**What you have to do**
Return the material exactly, first line through the line containing "target: yellow delivery bag", and nothing more. Pictures stay out.

--- START ---

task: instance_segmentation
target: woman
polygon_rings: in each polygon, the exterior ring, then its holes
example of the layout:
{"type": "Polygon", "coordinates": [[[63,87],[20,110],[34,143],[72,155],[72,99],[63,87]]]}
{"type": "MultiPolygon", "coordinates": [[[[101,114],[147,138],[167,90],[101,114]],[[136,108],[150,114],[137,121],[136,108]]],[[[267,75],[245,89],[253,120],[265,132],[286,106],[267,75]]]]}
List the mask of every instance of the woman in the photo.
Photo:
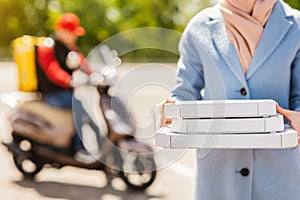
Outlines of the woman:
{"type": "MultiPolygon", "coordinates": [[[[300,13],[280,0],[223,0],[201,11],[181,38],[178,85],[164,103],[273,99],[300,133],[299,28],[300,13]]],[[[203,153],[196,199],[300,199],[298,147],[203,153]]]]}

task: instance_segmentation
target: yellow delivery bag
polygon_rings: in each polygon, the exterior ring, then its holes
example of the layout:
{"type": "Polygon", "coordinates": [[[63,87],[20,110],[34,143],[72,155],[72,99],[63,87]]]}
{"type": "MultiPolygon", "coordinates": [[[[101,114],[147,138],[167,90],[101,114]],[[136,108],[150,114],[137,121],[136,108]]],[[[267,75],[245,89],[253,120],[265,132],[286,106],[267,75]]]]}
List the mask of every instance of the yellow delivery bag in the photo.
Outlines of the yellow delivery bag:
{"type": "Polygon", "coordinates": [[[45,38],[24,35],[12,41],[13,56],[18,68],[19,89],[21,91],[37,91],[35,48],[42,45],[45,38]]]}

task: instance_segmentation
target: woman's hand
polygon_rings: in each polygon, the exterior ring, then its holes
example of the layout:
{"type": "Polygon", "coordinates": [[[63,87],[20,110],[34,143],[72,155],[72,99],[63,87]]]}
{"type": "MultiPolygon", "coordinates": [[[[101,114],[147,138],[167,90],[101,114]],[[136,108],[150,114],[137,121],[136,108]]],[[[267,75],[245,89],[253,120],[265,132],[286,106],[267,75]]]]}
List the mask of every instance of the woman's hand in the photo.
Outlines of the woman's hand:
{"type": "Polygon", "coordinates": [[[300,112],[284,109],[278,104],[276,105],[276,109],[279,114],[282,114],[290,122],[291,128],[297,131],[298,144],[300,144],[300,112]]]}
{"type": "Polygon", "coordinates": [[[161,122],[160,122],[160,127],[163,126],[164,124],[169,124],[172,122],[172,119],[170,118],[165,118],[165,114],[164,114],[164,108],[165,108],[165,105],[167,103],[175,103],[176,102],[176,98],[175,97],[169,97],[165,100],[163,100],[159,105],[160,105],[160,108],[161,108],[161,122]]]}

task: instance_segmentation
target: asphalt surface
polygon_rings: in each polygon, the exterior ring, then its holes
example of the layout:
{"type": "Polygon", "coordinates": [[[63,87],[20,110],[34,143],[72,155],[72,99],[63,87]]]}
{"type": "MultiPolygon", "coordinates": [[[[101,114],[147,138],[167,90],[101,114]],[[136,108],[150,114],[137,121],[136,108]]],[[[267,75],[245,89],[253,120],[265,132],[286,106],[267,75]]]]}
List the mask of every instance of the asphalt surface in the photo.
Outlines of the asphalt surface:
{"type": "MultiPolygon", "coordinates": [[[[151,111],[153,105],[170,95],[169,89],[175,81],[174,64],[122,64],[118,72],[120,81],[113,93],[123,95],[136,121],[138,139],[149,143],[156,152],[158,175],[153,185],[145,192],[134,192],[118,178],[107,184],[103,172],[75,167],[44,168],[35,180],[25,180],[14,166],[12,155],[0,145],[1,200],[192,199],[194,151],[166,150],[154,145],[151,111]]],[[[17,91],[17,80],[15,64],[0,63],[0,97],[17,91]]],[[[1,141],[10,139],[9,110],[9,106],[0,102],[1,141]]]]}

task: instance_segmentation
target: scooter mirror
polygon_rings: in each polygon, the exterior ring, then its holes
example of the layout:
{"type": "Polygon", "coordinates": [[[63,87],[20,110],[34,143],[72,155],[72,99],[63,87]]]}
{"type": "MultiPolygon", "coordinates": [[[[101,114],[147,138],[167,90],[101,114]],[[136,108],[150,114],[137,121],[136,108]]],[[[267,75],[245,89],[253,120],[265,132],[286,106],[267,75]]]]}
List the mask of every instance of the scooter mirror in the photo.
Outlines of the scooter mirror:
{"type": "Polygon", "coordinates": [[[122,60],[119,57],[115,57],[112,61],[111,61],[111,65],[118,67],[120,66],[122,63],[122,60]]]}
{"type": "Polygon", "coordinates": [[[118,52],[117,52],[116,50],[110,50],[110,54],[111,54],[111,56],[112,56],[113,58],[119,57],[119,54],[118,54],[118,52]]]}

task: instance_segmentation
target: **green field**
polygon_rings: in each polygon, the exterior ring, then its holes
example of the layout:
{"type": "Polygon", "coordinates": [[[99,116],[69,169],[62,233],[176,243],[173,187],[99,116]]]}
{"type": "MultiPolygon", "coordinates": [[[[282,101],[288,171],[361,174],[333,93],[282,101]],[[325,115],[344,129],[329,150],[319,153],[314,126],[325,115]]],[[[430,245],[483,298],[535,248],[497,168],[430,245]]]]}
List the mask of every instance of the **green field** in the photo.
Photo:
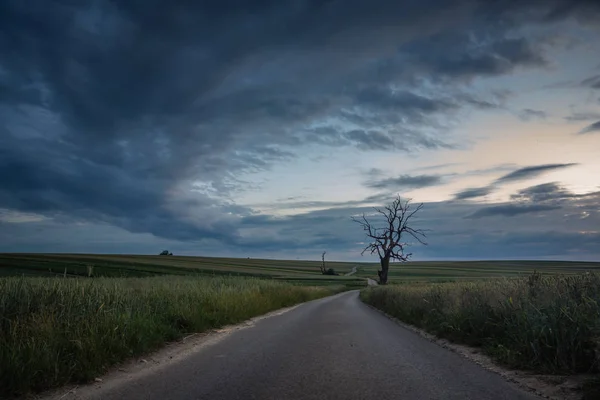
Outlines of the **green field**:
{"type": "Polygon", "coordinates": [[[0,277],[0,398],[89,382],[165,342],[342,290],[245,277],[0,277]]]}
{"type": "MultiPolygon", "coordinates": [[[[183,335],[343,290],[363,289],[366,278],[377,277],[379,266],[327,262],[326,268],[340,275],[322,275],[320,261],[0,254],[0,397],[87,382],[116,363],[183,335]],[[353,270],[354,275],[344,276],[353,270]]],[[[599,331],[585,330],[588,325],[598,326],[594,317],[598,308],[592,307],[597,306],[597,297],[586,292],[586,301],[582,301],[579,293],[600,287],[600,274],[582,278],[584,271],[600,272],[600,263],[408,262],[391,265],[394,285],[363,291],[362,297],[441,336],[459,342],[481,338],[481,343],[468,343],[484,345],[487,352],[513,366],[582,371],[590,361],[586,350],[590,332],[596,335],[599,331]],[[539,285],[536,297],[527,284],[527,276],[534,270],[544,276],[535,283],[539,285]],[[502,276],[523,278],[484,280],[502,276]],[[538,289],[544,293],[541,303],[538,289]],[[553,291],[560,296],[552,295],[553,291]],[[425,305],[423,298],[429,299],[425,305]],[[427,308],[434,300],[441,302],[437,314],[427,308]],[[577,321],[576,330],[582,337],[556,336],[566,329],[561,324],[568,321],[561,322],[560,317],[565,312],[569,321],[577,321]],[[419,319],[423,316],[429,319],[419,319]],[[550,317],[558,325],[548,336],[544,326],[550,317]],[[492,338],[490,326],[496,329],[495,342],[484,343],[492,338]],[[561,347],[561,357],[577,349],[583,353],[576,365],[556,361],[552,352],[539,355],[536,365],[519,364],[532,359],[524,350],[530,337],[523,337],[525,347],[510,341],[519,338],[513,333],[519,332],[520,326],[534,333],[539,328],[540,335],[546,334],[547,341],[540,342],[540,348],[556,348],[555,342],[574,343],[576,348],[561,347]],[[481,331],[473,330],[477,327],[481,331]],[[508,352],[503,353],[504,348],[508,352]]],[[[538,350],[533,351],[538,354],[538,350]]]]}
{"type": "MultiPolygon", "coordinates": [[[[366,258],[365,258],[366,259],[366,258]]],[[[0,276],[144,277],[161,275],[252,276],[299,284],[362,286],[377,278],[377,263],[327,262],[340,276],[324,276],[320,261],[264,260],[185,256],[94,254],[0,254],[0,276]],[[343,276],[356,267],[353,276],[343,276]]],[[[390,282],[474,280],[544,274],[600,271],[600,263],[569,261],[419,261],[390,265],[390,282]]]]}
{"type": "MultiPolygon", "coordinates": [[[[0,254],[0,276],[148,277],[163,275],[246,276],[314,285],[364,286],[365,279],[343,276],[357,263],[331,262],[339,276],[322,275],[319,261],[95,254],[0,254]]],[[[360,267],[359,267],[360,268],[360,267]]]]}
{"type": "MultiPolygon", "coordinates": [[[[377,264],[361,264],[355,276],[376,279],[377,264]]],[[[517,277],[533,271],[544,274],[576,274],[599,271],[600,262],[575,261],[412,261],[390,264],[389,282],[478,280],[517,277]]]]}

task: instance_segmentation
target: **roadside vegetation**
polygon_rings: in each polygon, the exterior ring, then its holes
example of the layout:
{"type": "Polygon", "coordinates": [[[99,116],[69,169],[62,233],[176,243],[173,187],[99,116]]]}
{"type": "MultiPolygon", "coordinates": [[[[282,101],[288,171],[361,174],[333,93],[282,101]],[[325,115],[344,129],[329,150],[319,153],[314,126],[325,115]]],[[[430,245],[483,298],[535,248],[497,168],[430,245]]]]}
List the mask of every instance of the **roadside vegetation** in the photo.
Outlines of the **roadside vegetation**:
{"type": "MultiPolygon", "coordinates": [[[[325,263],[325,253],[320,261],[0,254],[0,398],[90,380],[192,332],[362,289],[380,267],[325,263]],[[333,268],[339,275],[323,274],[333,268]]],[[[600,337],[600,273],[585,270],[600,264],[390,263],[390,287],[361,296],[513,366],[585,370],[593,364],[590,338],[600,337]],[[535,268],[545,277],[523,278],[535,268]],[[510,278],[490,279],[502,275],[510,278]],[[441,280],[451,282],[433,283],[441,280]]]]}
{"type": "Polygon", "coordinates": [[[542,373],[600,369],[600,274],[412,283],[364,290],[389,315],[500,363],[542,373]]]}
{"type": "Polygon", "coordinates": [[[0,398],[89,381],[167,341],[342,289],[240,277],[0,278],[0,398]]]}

--- END ---

**Final answer**
task: instance_segmentation
target: woman
polygon_rings: in each polygon, the exterior ring, then its holes
example of the layout:
{"type": "Polygon", "coordinates": [[[63,87],[20,110],[34,143],[72,155],[72,99],[63,87]]]}
{"type": "MultiPolygon", "coordinates": [[[[101,114],[147,138],[167,90],[101,114]],[[136,108],[150,114],[137,121],[136,108]]],[[[267,75],[245,89],[253,120],[265,132],[286,106],[267,75]]]]}
List the mask of every instance of the woman in the photo.
Photo:
Outlines of the woman:
{"type": "MultiPolygon", "coordinates": [[[[300,13],[280,0],[223,0],[201,11],[181,38],[178,85],[164,103],[273,99],[300,133],[299,28],[300,13]]],[[[203,153],[196,199],[300,199],[298,147],[203,153]]]]}

task: instance_segmentation
target: yellow delivery bag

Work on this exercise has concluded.